### [Work instructions]
Can you render the listing below as a numbered list, with blank lines left out?

### [Extracted records]
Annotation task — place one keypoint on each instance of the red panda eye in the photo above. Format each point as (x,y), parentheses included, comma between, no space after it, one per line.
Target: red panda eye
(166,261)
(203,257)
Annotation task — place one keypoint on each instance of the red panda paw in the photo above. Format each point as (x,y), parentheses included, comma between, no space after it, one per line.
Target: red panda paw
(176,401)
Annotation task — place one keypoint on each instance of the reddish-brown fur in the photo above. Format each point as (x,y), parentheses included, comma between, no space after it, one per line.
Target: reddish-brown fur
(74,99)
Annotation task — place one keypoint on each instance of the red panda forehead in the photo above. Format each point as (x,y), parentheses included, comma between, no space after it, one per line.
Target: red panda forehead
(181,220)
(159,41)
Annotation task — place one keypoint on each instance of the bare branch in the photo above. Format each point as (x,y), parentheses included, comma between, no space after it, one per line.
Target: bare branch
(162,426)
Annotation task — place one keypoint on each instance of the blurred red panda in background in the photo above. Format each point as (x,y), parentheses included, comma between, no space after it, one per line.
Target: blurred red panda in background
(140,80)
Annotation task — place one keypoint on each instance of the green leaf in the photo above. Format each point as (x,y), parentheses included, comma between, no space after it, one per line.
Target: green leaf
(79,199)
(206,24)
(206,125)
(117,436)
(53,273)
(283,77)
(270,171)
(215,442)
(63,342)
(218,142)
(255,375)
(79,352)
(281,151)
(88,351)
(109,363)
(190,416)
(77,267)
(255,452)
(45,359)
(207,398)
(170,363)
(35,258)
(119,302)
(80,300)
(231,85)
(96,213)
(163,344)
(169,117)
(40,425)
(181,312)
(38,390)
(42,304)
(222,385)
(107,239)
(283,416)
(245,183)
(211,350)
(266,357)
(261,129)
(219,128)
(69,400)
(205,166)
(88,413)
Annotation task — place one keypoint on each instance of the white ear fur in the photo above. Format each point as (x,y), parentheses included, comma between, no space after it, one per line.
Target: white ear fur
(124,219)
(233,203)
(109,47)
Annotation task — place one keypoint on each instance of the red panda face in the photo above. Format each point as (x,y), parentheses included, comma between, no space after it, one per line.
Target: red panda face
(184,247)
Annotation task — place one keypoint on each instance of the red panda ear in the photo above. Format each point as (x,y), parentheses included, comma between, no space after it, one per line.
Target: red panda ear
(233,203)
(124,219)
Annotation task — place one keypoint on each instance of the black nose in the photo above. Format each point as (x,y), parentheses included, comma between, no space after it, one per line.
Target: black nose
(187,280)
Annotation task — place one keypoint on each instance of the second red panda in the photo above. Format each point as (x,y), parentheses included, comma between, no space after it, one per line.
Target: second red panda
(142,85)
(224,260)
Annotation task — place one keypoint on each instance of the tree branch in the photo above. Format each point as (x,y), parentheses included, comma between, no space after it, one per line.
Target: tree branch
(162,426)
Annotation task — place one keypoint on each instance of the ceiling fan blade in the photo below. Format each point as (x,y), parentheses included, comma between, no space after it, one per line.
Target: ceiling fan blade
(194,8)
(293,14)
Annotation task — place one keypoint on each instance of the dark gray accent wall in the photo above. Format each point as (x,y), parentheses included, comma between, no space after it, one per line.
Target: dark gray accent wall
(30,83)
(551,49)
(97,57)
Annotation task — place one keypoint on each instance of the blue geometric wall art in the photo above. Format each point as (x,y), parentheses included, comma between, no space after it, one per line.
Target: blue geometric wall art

### [Task answer]
1. Annotation task — place one keypoint on each instance of the red panda eye in the photo above. Format each point as (x,y), parentheses included, comma between, no space after it, one per line.
2. Target: red panda eye
3. (166,261)
4. (203,257)
5. Annotation task — place one keypoint on each instance of the red panda paw in the photo above. Format each point as (x,y), parentheses included, comma between, no space after it, one per line.
6. Target: red panda paw
7. (176,401)
8. Annotation task — place one keypoint on each instance of the reddish-brown fur in the photo above. Format each point as (x,y), parentheses included, comma between, no space after it, one per line.
9. Target: reddish-brown fur
10. (74,99)
11. Annotation task — place one keypoint on each instance of the red panda forehead in the photo above. Format each point as (x,y), parentheses included, comma between, no space after it, one per line.
12. Target: red panda forehead
13. (181,220)
14. (159,41)
15. Annotation task — place one keypoint on each instance of the bare branch in the photo above. Format each point as (x,y), parentheses included, comma between, no space after it, one per line.
16. Target: bare branch
17. (162,426)
18. Annotation task — place one keypoint on each instance of the blurred red panda in background in the photo above. Format each point as (x,y), parentheses included, comma between, no space after it, one per line.
19. Target: blurred red panda in background
20. (140,80)
21. Annotation task — place one keypoint on each instance of the green leaf in the photo above. Format each point as (x,y), parentheses included, comma between, no space after it, one per line.
22. Target: green leaf
23. (79,199)
24. (206,24)
25. (206,125)
26. (117,436)
27. (53,273)
28. (283,77)
29. (270,171)
30. (215,442)
31. (63,342)
32. (218,142)
33. (255,375)
34. (79,352)
35. (281,151)
36. (88,351)
37. (109,363)
38. (190,416)
39. (77,267)
40. (255,452)
41. (45,359)
42. (207,398)
43. (170,363)
44. (35,258)
45. (119,302)
46. (80,300)
47. (231,85)
48. (96,213)
49. (163,344)
50. (169,117)
51. (40,425)
52. (181,312)
53. (38,390)
54. (42,304)
55. (222,385)
56. (107,239)
57. (283,416)
58. (245,183)
59. (211,350)
60. (266,357)
61. (261,129)
62. (219,128)
63. (69,400)
64. (205,166)
65. (88,413)
66. Annotation task — place one keypoint on each instance of the white ear fur in the photo above. Format each point as (x,y), parentheses included, comma between, no space after it, one per line.
67. Target: white ear fur
68. (124,219)
69. (233,203)
70. (109,47)
71. Annotation task — place one keypoint on each instance of the red panda face in the photo above. Format each point as (x,y), parentheses included, comma between, no space after it, one per line.
72. Target: red panda face
73. (184,247)
74. Annotation task — place one keypoint on each instance of the red panda ear in the photo above. Format each point as (x,y), parentheses included, comma between, no space after it, one per line.
75. Target: red panda ear
76. (233,203)
77. (124,219)
78. Annotation task — place one keypoint on each instance of the black nose in the photo above. Format each point as (x,y), parentheses included, comma between, no space after it, one per line.
79. Target: black nose
80. (187,280)
81. Annotation task — place one keypoint on each instance of the second red panda in the photo above. Format each point as (x,y), parentheses included, comma between, no space after it, one per line.
82. Target: second red panda
83. (142,85)
84. (224,260)
85. Annotation task — place one keypoint on each instance of the tree branch in the photo above. Format each point as (x,y), parentheses included, comma between, no space after it, one per line.
86. Target: tree branch
87. (162,426)
88. Annotation task — place one keypoint on each instance of the ceiling fan blade in the photo below. Format each point as (x,y), parentheses included, comma between, no space after it, one per line.
89. Target: ceiling fan blade
90. (194,8)
91. (293,14)
92. Annotation task — place one keypoint on each instance of the dark gray accent wall in the photo above. Format each point as (x,y), parentheses included, comma between, no space after it, one per line.
93. Target: dark gray accent wall
94. (30,83)
95. (551,49)
96. (97,57)
97. Annotation task — place one keypoint on each instance of the blue geometric wall art in the photo above. Format each point as (x,y), parentheses included, comma between, no space after it, one per line.
98. Target: blue geometric wall art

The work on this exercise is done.